- _PROBLEM_
Since only the text is wanted, print every entry below exactly and omit the images.

- _DATA FOR THIS EXERCISE_
—————
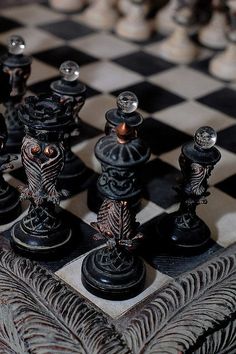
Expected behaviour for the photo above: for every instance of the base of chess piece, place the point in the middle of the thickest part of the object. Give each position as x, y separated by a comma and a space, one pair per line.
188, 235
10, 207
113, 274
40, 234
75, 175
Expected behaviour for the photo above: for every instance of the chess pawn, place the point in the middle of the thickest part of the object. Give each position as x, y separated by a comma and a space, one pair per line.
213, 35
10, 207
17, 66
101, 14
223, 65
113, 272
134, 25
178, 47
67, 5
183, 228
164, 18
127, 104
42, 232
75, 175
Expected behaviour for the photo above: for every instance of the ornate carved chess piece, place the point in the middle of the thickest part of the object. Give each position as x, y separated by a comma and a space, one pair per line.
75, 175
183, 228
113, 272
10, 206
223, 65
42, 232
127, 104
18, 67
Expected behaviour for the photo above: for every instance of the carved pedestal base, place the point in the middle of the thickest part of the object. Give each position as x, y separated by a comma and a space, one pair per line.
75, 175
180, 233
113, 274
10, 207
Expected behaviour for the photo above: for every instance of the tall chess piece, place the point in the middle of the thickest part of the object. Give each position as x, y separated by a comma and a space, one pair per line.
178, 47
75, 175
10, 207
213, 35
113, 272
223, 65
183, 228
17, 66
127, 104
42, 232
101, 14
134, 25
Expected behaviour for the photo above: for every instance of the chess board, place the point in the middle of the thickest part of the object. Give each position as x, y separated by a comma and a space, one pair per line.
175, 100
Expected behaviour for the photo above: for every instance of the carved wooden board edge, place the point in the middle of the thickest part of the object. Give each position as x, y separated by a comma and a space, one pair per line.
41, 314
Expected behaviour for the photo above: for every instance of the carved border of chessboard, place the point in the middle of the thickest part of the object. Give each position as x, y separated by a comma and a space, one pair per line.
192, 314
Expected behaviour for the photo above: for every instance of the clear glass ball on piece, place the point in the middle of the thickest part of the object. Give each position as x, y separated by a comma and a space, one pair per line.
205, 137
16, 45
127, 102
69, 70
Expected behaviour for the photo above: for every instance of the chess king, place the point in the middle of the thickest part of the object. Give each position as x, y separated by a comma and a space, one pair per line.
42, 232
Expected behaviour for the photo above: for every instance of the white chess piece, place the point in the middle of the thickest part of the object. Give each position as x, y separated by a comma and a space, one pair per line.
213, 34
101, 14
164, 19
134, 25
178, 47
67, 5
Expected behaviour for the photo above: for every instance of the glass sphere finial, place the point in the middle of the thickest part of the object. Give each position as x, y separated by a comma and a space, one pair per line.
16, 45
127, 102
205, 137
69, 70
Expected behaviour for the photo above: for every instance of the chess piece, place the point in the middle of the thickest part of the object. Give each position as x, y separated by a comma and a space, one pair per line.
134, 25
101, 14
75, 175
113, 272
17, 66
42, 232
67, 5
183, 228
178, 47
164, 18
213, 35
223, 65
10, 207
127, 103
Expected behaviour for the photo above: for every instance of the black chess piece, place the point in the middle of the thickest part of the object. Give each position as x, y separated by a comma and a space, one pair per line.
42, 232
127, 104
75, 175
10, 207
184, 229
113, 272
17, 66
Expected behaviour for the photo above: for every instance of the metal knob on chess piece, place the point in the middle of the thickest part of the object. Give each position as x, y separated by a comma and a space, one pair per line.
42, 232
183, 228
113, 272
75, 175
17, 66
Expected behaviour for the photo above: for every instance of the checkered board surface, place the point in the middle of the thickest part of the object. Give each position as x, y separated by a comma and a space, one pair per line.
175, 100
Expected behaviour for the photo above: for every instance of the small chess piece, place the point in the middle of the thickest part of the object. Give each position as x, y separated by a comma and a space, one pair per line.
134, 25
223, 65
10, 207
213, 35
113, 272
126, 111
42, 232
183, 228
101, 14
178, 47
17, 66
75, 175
—————
- _YOUR SOLUTION_
Expected behaviour for the photo above: for every instance of the base of chess piece, place the point in the middle of the thickest part of the object. Give each position as x, y separated by a comma and a space, one pair per line.
188, 235
10, 207
113, 274
40, 234
75, 175
Expected behaviour for the photo above: for every instance of the chess pawn, place the point in the middle of the thickest part of the object. Give each position as x, y separated by a comma and a space, one pair per line.
213, 35
10, 207
17, 66
101, 14
223, 65
113, 272
134, 25
178, 47
67, 5
183, 228
164, 18
127, 104
42, 232
75, 175
Expected behaviour for the photo above: for every instance of the ornate carved chess piece, place the point in the middle of the thickest part of the object. Give each position as x, y separated by a comma and a space, one pair per line.
75, 175
183, 228
113, 272
10, 206
223, 65
42, 232
127, 104
18, 67
Expected behaviour for the photo above: for every instance of the carved pedestal base, place the point in the middle of the thickest part of the object. Give each position as x, y separated by a comma and a space, one pair per line.
75, 175
180, 233
113, 274
10, 207
Expected behaviour for the photo above: for every instance of the tall chess piece, place the point in the middle of the thickest part of the object. Give each position as x, y separated by a comma and a space, one pair per line.
178, 47
75, 175
10, 207
213, 35
113, 272
223, 65
183, 228
17, 66
127, 104
42, 232
101, 14
134, 25
Expected behaviour for the photo above: for every instance of the chess board, place the point in the middle of the thickest part of the object. Give each position as x, y separated by a comma and a space, one pair per line.
175, 100
Expected behaviour for the photo above: for every instance of the carved wooden board edge, place the point in the middle of the thickest part of the object. Give each position as x, y separated by a comma and a space, one pair per line.
41, 314
Expected behaviour for the photo above: for every instance of the carved border of chessboard, place the point in the middle of the thickest part of the object. Give each position as x, y separated by a comma and a space, one pair per line.
192, 314
Expected behaviour for the photo above: for every instance of the clear glass ball on piece, place the point in the middle of the thickest part of the object. Give each position as x, y separated by a comma and a space, one pair per line.
205, 137
16, 45
127, 102
69, 70
Expected behaviour for the photo above: for every instance of the chess king, place the point in the middle of the thickest part of the object. Give each position as x, y separated by a comma and a space, one pair per line.
42, 232
Expected behaviour for the photo above: for every instance of the white chess piece, place the point in the middle of the thickest part of the object. Give each position as x, y separated by a comma and a space, one pair per line.
213, 34
101, 14
164, 19
134, 25
178, 47
67, 5
Expected behaviour for the photo above: for every instance of the glass sphere finial, place the point in the middle of the thickest part of the object. Give each position as x, y separated by a comma and a space, one pair per line.
16, 45
127, 102
205, 137
69, 70
Expected behaviour for the photo above: for every instance of the chess piece, place the point in the middle of the thickest part of the object. Give each position as x, y separated by a comma and a space, one pair per line.
134, 25
101, 14
75, 175
113, 272
17, 66
42, 232
67, 5
183, 228
178, 47
164, 18
213, 35
223, 65
10, 207
127, 103
Expected behaviour for the photo above: for every instance of the black chess piece, place the point in the middle of the thickest part of the object. Give each position as x, y separated by a comma and a space, one pair per line.
42, 232
127, 104
75, 175
10, 207
184, 229
113, 272
17, 66
Expected behaviour for the photo above: for every instance of the metal knob on chess piece, place the point in the middle of the thickest part of the object. Give each position as x, y separated by a comma and a space, one pair per line.
42, 232
183, 228
113, 272
75, 175
17, 66
Expected behaviour for the photo above: for every instance of the checkered board surface, place the point in the middle of the thickest part of the object. Give each position as x, y separated by a comma and a space, one pair per line.
175, 100
Expected behaviour for the photo above: for every instance of the small chess piece, place the point in the middle of the thickest part of the object. Give each position as x, y separated by a comma and a space, one pair per line.
134, 25
223, 65
10, 207
213, 35
113, 272
126, 111
42, 232
183, 228
101, 14
178, 47
17, 66
75, 175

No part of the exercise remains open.